DEINE AUFGABEN
1. Erkläre anhand des Textes über Dogo, worin der Kontrast besteht, den Dogo laut dem Text setzt.
2. Entnimm dem Text über Dogo wortgetreu die Stelle, die mit „Und gerade diese“ beginnt und mit „in Lichtensteig wohnhaft.“ endet.

ANGEZEIGTER TEXT
+-------+
Und gerade diese Kollaborationen machen das Team von Dogo besonders stolz. Über die letzten drei Jahre konnten sie wertvolle Zusammenarbeiten aufbauen. Darunter mit Menschen aus Lichtensteig und Umgebung, aber auch mit Institutionen wie der Hochschule Luzern oder dem Tanzplan Ost. Erfreulich ist, dass viele Künstler*innen nach ihrer Residenz das Städtli wieder besuchen und so neue Projekte entstehen. Einige sind inzwischen sogar in Lichtensteig wohnhaft.

Land statt Stadt
Lichtensteig ist eine Stadt. Architektonisch wie im Geiste! Dies natürlich immer mit ein bisschen Selbstironie und doch ganz ernst. Auch Hanes Sturzenegger betont, dass er gerade diesen Mix zwischen familiärem und städtischem schätzt. Für einige Kulturschaffende aus dem urbanen Raum dürfte der Aufenthalt im Städtli trotz allem ein kleiner «Land-Kulturschock» sein. Solche Residenzprojekte findet man sonst eher in den grossen Metropolen wie Mailand, Paris oder Berlin. Hier setzt Dogo einen Kontrast. Anstatt Kunst in den grossen Städten zu produzieren und zu suchen, holen sie die spannenden Künstler*innen lieber direkt hierher. Und das mit Erfolg. Allein bei der ersten Ausschreibung haben sich über 123 Künstler*innen aus der ganzen Welt beworben. Das Vorhaben kann gemäss Hanes Sturzenegger mit folgenden Faktoren punkten: «Wir können gute Räume bieten, ein diverses Netzwerk und wir leben die Rolle als Gastgeber*innen». Das Toggenburg begeistert die Kulturschaffenden zudem mit der Kulinarik, den schönen Landschaften und den vielen kleinen Kulturinitiativen, welche den Aufenthalt umso angenehmer machen.
+-------+
(Auszüge aus dem Datensatz)
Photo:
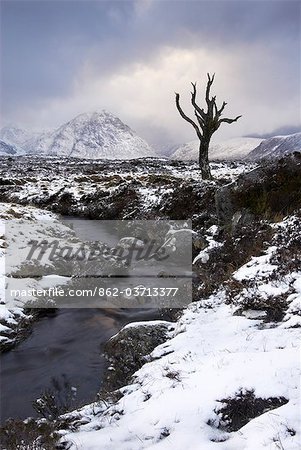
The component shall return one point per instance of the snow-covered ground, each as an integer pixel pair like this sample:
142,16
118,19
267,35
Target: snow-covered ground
18,222
215,356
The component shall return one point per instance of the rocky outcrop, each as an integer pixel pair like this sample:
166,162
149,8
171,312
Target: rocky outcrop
270,190
129,349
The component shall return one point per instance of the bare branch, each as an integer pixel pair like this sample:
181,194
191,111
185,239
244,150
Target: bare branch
183,115
226,120
222,108
194,104
200,120
209,84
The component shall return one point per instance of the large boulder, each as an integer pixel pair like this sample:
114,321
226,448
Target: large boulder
127,350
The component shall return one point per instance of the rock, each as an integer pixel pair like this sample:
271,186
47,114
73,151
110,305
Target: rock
127,351
272,189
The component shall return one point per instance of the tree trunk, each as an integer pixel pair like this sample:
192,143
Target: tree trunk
204,160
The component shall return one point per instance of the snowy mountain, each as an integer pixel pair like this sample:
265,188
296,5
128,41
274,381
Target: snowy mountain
9,149
16,136
235,148
91,135
277,146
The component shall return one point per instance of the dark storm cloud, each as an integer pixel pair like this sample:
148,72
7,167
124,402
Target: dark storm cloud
46,45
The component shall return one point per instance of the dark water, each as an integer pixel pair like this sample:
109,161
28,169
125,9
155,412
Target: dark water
69,342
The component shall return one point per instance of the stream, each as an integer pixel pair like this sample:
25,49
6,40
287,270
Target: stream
69,342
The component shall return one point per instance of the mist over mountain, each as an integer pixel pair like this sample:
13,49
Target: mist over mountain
277,147
235,148
89,135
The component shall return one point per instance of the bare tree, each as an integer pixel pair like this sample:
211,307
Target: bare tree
207,123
+-------+
ANTWORTEN JE AUFGABE
1. Residenzprojekte findet man sonst eher in grossen Metropolen wie Mailand, Paris oder Berlin. Dogo produziert und sucht Kunst nicht in den grossen Städten, sondern holt die spannenden Künstler*innen direkt ins Städtli Lichtensteig.

2.
Und gerade diese Kollaborationen machen das Team von Dogo besonders stolz. Über die letzten drei Jahre konnten sie wertvolle Zusammenarbeiten aufbauen. Darunter mit Menschen aus Lichtensteig und Umgebung, aber auch mit Institutionen wie der Hochschule Luzern oder dem Tanzplan Ost. Erfreulich ist, dass viele Künstler*innen nach ihrer Residenz das Städtli wieder besuchen und so neue Projekte entstehen. Einige sind inzwischen sogar in Lichtensteig wohnhaft.